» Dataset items
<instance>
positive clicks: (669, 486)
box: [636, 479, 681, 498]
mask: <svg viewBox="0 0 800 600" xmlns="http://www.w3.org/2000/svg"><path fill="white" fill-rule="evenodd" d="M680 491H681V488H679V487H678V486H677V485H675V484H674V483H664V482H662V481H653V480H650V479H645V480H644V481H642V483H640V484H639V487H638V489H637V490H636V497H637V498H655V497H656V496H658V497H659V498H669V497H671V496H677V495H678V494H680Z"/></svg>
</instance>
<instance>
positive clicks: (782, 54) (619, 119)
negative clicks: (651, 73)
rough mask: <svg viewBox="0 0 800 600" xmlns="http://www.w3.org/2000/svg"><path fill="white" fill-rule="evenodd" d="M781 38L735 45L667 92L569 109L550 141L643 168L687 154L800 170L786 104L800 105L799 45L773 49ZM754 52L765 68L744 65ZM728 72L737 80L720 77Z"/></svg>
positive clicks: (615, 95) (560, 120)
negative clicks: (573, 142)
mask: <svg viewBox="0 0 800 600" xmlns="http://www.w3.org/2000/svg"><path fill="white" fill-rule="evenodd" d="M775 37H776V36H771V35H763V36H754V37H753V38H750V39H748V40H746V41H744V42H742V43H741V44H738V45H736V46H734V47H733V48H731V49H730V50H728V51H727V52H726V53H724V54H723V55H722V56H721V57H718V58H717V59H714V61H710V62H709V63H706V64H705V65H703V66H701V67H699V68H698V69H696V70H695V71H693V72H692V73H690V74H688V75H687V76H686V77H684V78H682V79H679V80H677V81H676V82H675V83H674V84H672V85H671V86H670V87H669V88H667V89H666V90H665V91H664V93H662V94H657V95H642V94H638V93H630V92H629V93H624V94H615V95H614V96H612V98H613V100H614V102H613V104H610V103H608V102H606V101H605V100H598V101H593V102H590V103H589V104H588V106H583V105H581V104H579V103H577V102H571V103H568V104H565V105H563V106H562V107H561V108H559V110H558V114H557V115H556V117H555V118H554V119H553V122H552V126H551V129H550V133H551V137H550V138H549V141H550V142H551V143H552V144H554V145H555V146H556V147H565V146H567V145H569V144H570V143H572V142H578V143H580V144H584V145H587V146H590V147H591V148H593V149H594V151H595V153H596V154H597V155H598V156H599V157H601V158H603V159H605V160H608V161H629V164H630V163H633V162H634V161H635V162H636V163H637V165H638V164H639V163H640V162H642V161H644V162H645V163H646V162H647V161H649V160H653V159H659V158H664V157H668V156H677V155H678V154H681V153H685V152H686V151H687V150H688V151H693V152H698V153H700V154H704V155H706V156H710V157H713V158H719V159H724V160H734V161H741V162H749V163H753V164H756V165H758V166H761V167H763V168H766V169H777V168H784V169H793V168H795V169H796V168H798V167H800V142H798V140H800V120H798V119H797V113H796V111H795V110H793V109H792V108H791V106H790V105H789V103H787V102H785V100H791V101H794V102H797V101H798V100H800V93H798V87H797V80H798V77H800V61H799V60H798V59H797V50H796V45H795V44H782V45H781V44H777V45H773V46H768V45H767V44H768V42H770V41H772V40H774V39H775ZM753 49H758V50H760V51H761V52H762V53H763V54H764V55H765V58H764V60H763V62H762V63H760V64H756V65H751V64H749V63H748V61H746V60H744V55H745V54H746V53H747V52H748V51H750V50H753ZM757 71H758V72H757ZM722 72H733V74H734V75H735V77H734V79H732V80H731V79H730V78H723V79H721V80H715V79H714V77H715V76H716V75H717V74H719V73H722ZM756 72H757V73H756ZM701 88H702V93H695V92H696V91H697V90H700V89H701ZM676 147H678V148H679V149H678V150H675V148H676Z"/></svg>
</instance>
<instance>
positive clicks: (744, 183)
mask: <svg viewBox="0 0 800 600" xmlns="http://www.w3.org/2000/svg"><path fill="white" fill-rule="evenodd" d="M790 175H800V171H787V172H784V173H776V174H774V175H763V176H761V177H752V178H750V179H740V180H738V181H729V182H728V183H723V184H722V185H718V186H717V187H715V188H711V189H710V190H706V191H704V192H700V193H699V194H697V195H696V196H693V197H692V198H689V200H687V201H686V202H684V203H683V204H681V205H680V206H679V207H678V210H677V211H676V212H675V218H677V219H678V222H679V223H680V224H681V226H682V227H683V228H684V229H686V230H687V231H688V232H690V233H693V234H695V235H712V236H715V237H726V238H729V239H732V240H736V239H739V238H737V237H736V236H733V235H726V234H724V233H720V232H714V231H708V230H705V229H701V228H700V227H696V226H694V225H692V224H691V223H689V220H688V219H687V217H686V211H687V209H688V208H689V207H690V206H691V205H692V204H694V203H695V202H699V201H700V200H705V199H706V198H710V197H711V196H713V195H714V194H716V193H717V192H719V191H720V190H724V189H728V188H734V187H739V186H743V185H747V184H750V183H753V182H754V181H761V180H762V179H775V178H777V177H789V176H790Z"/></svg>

» TASK DESCRIPTION
List each line of the dataset items above that contains the word "positive".

» EXERCISE OUTPUT
positive clicks: (669, 486)
positive clicks: (782, 54) (619, 119)
positive clicks: (615, 95) (560, 120)
positive clicks: (744, 183)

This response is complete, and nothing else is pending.